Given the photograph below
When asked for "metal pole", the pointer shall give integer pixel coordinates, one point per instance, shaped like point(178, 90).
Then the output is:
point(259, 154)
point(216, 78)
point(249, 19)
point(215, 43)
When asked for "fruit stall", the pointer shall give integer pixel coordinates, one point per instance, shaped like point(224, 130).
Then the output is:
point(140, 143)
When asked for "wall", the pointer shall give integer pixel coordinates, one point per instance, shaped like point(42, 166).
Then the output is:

# Task:
Copy out every one of the entries above word for word, keeping each line in its original order.

# Final result:
Given the photograph below
When asked for "metal pole", the pointer shall give integer pixel coordinates, one point per instance, shaped like point(178, 90).
Then the output is:
point(259, 154)
point(216, 78)
point(249, 19)
point(215, 43)
When asked for "fruit stall", the pointer shall give integer pixel coordinates, one point per instance, shaped like point(224, 130).
Then the output is:
point(140, 143)
When asked for "wall", the pointer shall give integer pixel coordinates, one point per instance, shaped like point(42, 166).
Then the output is:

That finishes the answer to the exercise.